- _EXERCICES_
(a) Dans l'homélie, quelle est la position élevée qui attend Jésus ?
(b) Les affirmations suivantes sont-elles conformes à l'homélie ? Pour chacune, répondez par oui ou non et citez les mots du texte qui permettent de trancher.
(i) Jacques et Jean avaient assisté à la transfiguration avec Pierre.
(ii) Jésus se montre choqué par la demande de Jacques et Jean.
(iii) La plupart des traductions rendent la demande des deux disciples plus brutale qu'elle ne l'est.

- _TEXTE PROPOSÉ_
· · ·
Poitiers (Beaulieu) 18 octobre 2015

Marc 10:35-45

Chers frères et soeurs

L'Eglise est une société qui ne fonctionne pas comme les autres, ou ne devrait pas fonctionner comme les autres. Cet épisode en est une bonne illustration.

On trouve le même récit à quelques nuances près dans l'Evangile de Matthieu et quelque chose de semblable deux chapitres plus tôt dans le même évangile.

A chaque fois que dans l'Evangile de Marc, Jésus annonce sa Passion, les disciples réagissent complètement à côté de la plaque, prouvant alors qu'ils n'avaient rien compris.

Jacques et Jean attendent la gloire de Jésus, et s'imaginent trônant à côté de lui. Avec Pierre ils avaient été les témoins de la transfiguration. S'étaient-ils imaginés si proches de Jésus que les trônes adjacents devaient leur revenir ? On verra que là n'est pas la question.

Pour ce qui est d'être proches de Jésus, ils ne l'étaient pas tant que ça, puisqu'il leur faut s'approcher de lui pour lui parler. En tout cas ils se pensaient assez proches pour lui indiquer leur volonté. La plupart des traductions adoucissent leur demande en disant "Nous voudrions". En fait, ils disent à Jésus : "Nous voulons que tu fasses ce que nous allons te demander". Jésus ne tique pas à cette demande audacieuse. Il répond : "Que voulez-vous que je fasse ?" Ils insistent et là encore la plupart des traductions adoucissent "Accorde-nous", mais ils disent : "Donne-nous de siéger dans ta gloire à ta droite et à ta gauche".

Ah ! L'attrait du pouvoir, de la puissance, de la position élevée. En fait nous savons quelle position élevée sera celle de Jésus, la croix.

Et Jésus continue son enseignement, sa formation de ceux qui seront ses apôtres, ses messagers. "Vous ne savez pas". "Vous ne savez pas ce que vous demandez".

"Pouvez-vous boire la coupe que je bois, être baptisé du baptême dont je suis baptisé ?" En êtes-vous capables ? Est-ce en votre pouvoir ?
Ils ne se démontent pas, ils en sont persuadés : "Oui, nous le pouvons !" "Yes we can". Ce que Jésus ne dément pas.
· · ·
- _EXTRAIT DE DONNÉES_
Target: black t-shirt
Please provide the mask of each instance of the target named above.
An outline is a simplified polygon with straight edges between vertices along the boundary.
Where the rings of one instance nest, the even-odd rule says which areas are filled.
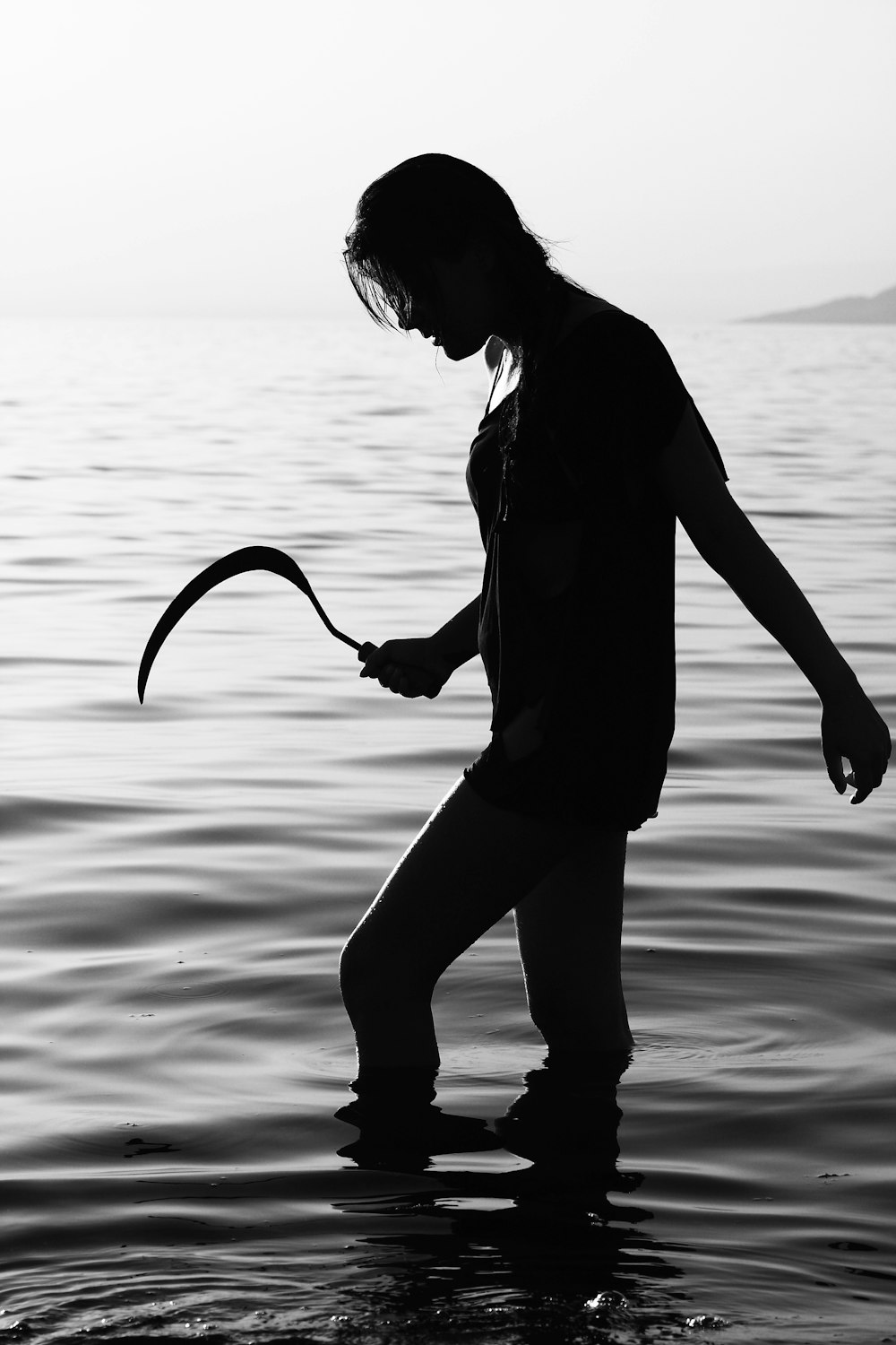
· · ·
- _CORRIGÉ_
(a) La croix.

(b)
(i) Oui : « Avec Pierre ils avaient été les témoins de la transfiguration. »
(ii) Non : « Jésus ne tique pas à cette demande audacieuse. »
(iii) Non : « La plupart des traductions adoucissent leur demande »